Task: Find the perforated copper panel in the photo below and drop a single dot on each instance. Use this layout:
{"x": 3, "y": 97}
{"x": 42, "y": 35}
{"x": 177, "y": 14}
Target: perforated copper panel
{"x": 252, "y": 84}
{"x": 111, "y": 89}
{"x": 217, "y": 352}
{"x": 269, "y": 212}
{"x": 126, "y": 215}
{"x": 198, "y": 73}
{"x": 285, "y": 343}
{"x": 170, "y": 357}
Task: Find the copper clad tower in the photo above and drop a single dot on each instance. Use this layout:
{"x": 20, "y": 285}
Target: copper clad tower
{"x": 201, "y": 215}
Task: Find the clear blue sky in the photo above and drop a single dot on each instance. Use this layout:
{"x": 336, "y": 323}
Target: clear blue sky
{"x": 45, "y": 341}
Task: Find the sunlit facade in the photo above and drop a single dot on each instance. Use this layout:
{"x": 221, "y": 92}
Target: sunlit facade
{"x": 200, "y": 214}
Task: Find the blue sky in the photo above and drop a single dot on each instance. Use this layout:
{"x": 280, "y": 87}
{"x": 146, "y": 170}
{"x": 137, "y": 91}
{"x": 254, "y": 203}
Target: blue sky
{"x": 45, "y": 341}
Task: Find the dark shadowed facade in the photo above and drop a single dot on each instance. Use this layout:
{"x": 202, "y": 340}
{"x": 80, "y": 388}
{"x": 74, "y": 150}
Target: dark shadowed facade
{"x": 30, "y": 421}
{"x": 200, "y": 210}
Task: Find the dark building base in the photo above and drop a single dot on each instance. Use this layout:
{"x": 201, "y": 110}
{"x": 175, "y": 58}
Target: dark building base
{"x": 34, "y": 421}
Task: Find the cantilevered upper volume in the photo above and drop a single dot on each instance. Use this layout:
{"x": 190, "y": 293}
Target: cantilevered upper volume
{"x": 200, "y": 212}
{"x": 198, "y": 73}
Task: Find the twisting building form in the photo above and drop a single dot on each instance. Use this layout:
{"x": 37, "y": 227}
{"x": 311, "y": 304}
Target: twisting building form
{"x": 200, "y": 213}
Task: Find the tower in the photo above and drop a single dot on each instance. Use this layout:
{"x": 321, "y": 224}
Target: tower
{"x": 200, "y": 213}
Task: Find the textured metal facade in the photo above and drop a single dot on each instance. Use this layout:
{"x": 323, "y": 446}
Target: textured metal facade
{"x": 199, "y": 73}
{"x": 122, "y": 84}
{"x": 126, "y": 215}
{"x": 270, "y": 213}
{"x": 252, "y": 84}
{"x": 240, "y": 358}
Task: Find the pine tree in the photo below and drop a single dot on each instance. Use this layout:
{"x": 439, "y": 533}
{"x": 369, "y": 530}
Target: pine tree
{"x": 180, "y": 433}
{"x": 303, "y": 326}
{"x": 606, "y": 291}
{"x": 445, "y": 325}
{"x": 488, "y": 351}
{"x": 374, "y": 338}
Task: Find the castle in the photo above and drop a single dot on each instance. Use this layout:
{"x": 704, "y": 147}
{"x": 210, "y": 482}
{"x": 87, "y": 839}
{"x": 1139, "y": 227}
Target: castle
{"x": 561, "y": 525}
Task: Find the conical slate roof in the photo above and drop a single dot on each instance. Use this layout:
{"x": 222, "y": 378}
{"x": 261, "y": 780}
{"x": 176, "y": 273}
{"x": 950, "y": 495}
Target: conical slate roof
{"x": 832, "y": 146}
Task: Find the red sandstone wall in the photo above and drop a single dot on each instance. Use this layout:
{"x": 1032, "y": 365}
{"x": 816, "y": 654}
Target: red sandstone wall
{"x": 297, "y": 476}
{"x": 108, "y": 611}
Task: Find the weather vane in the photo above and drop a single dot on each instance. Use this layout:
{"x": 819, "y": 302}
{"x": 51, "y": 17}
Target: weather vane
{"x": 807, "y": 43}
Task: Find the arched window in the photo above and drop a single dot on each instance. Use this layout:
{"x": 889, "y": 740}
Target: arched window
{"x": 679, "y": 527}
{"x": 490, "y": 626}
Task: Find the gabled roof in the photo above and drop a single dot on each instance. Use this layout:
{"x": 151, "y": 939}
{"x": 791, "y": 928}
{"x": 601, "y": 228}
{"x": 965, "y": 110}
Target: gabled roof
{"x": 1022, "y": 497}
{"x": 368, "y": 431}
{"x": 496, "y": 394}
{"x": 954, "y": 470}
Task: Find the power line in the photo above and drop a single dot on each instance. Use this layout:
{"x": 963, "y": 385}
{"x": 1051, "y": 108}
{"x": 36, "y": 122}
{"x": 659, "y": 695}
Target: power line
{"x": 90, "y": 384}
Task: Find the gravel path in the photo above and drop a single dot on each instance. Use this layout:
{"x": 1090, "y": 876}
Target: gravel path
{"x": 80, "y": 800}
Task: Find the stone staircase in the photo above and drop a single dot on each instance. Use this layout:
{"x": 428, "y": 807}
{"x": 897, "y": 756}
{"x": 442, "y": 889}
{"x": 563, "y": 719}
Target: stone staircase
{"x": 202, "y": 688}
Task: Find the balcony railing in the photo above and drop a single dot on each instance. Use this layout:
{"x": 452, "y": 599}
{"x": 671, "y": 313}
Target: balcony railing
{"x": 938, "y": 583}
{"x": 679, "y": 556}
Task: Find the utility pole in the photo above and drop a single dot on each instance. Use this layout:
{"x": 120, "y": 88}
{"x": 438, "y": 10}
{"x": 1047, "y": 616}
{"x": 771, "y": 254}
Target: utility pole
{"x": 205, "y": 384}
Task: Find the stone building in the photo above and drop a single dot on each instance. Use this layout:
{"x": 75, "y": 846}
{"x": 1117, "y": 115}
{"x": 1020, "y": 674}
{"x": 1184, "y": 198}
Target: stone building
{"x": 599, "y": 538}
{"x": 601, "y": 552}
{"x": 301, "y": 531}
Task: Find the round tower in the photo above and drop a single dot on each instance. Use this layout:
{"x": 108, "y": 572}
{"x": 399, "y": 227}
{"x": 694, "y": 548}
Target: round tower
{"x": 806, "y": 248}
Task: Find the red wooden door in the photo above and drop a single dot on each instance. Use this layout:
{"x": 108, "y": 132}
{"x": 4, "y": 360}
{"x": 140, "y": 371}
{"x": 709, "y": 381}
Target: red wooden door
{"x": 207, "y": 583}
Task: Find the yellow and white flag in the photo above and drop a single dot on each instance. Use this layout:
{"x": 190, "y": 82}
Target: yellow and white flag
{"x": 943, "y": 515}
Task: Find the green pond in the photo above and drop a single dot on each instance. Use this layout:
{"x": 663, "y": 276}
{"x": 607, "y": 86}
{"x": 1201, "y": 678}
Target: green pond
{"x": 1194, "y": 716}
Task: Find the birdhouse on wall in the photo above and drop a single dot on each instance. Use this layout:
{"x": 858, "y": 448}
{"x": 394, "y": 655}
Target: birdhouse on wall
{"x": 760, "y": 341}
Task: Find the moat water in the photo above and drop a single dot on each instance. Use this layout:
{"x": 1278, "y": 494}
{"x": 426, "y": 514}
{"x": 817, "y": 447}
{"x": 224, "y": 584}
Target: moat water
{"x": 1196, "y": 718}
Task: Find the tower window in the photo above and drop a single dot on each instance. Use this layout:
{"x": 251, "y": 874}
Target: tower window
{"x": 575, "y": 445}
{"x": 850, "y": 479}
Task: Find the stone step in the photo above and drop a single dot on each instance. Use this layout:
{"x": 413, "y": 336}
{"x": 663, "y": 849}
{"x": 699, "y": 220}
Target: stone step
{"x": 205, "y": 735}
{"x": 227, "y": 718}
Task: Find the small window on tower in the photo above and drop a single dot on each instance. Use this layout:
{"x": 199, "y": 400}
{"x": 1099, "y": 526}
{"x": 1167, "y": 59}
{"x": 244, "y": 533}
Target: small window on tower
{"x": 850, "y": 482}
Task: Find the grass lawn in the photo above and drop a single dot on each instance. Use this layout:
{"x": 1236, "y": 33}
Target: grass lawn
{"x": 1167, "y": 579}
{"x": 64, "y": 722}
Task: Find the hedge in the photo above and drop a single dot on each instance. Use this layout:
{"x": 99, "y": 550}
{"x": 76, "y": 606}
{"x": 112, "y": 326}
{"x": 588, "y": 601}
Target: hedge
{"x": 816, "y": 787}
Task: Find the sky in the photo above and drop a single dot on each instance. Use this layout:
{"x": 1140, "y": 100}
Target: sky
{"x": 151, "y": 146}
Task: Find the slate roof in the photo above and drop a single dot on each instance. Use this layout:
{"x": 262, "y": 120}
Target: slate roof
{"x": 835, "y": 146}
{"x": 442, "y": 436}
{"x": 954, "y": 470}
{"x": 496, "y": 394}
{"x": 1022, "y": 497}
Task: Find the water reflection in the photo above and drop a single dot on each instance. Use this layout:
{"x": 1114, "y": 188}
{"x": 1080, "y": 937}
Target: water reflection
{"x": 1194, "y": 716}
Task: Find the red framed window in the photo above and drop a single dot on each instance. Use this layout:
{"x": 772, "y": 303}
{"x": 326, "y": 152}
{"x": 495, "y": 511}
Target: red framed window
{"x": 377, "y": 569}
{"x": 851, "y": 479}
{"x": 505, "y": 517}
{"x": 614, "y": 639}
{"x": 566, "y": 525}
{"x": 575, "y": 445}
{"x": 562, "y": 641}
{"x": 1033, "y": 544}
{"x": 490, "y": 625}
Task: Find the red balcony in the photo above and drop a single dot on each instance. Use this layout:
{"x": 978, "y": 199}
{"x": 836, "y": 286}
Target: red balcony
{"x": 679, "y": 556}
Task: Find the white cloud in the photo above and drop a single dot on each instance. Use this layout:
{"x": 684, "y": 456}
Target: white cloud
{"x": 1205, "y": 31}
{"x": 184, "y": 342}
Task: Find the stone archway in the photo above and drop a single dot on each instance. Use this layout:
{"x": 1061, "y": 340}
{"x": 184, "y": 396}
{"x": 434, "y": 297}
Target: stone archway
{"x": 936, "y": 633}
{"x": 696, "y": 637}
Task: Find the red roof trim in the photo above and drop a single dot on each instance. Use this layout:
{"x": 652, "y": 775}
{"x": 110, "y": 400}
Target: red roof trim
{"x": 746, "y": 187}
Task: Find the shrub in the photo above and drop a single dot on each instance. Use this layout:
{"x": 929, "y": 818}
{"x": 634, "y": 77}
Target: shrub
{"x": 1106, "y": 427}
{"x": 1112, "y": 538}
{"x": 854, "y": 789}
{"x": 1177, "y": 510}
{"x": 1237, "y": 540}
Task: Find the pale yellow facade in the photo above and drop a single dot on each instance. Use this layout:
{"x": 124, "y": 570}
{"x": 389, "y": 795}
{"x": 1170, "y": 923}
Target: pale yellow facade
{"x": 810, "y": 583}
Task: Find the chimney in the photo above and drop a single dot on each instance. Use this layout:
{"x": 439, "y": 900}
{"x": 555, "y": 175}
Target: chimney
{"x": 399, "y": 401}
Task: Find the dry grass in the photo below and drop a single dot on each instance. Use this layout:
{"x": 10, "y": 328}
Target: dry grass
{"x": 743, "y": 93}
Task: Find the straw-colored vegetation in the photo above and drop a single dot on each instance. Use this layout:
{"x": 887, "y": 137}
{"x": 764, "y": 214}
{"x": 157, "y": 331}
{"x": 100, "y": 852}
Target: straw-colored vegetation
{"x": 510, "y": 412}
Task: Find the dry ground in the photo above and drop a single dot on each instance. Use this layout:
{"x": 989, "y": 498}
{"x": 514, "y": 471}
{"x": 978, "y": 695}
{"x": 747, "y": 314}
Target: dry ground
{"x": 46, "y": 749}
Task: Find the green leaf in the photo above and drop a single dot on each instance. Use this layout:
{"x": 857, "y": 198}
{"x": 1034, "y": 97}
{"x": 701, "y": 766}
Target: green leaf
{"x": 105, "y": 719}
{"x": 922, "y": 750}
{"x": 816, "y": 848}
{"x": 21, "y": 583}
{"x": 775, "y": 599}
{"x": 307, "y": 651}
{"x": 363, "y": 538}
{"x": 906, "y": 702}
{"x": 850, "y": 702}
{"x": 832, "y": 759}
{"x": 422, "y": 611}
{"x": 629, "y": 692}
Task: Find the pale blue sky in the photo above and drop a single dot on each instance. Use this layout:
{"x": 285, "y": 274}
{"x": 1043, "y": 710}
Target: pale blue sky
_ _ _ _ _ _ _
● **PROBLEM DESCRIPTION**: Among the records, find every line with the word "below" and copy it.

● **THE ANSWER**:
Task: Find the perforated copper panel in the photo below and drop a single dot on each instance. Use this layout:
Task: Find the pine tree in the photo below and drop a single dot on each instance. Use this layout:
Task: Find the dry grass in the photo below and drop a single dot on each instance. Use this layout:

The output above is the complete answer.